4.1.c- Müşteri İlişkileri: İşletmenin müşterileriyle uzun dönemli ve kalıcı ilişkiler kurabilmesi için gerekli bilgi, aktivite ve süreçleri kapsamaktadır. Bu ilişkilere kurum çalışanlarının hazır olması gereklidir. Şu soruların yanıtları aranmalıdır:

· Müşterileri değerlendirmek için bir sistem mevcut mu?

· Müşterinin deneyimlerini anlama ve iyileştirme süreçleri mevcut mu?

· Müşteri beklentilerini ve reaksiyonlarını ölçme ve yanıtlama sistemi var mı?

· Müşteri davranış trendlerini anlamaya ve tahmin etmeye yönelik sistem ve süreçler mevcut mu?

4.1.d- Kurum Kültürü:  CRM uygulamasının başarı kazanabilmesi için çalışanların müşteri merkezli davranışa sahip olması ve değişimlere açık olması gereklidir. Bu konuda aşağıdaki soruların cevapları aranmalıdır:

· Ödül sistemleri müşteri merkezli davranışa bağlı mı?

· Çalışanların müşteri yararına karar ve insiyatif alma yetkileri var mı?

· İşletmenin itici gücü müşteri mi?

============

Müşteri ilişkileri ve kurum kültürü üzerine olan metni baştan sona kelimesi kelimesine yeniden yazın.

============

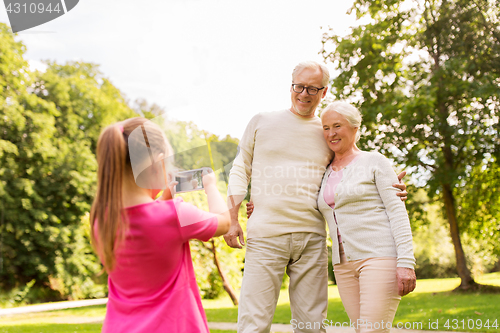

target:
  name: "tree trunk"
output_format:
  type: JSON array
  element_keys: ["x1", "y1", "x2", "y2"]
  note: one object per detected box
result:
[
  {"x1": 443, "y1": 184, "x2": 477, "y2": 290},
  {"x1": 202, "y1": 239, "x2": 238, "y2": 305}
]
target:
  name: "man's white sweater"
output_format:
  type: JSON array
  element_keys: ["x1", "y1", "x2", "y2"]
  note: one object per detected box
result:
[{"x1": 228, "y1": 110, "x2": 332, "y2": 238}]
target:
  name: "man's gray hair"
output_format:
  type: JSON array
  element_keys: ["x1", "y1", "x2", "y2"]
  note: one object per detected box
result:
[
  {"x1": 292, "y1": 61, "x2": 330, "y2": 88},
  {"x1": 321, "y1": 101, "x2": 363, "y2": 142}
]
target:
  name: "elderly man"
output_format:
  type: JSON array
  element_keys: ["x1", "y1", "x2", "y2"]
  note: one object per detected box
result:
[{"x1": 224, "y1": 62, "x2": 405, "y2": 333}]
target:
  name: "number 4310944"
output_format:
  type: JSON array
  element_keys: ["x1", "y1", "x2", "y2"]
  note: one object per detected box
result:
[
  {"x1": 444, "y1": 319, "x2": 498, "y2": 330},
  {"x1": 6, "y1": 2, "x2": 62, "y2": 14}
]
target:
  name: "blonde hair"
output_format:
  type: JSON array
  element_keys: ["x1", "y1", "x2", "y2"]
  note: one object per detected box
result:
[
  {"x1": 321, "y1": 101, "x2": 363, "y2": 142},
  {"x1": 90, "y1": 117, "x2": 172, "y2": 272},
  {"x1": 292, "y1": 61, "x2": 330, "y2": 88}
]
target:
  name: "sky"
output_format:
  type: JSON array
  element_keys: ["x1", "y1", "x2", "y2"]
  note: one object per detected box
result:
[{"x1": 0, "y1": 0, "x2": 355, "y2": 138}]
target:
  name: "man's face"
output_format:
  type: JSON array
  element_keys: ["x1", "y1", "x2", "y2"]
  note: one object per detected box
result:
[{"x1": 290, "y1": 68, "x2": 328, "y2": 118}]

============

• [Beklenen yanıt]:
4.1.c- Müşteri İlişkileri: İşletmenin müşterileriyle uzun dönemli ve kalıcı ilişkiler kurabilmesi için gerekli bilgi, aktivite ve süreçleri kapsamaktadır. Bu ilişkilere kurum çalışanlarının hazır olması gereklidir. Şu soruların yanıtları aranmalıdır:

· Müşterileri değerlendirmek için bir sistem mevcut mu?

· Müşterinin deneyimlerini anlama ve iyileştirme süreçleri mevcut mu?

· Müşteri beklentilerini ve reaksiyonlarını ölçme ve yanıtlama sistemi var mı?

· Müşteri davranış trendlerini anlamaya ve tahmin etmeye yönelik sistem ve süreçler mevcut mu?

4.1.d- Kurum Kültürü:  CRM uygulamasının başarı kazanabilmesi için çalışanların müşteri merkezli davranışa sahip olması ve değişimlere açık olması gereklidir. Bu konuda aşağıdaki soruların cevapları aranmalıdır:

· Ödül sistemleri müşteri merkezli davranışa bağlı mı?

· Çalışanların müşteri yararına karar ve insiyatif alma yetkileri var mı?

· İşletmenin itici gücü müşteri mi?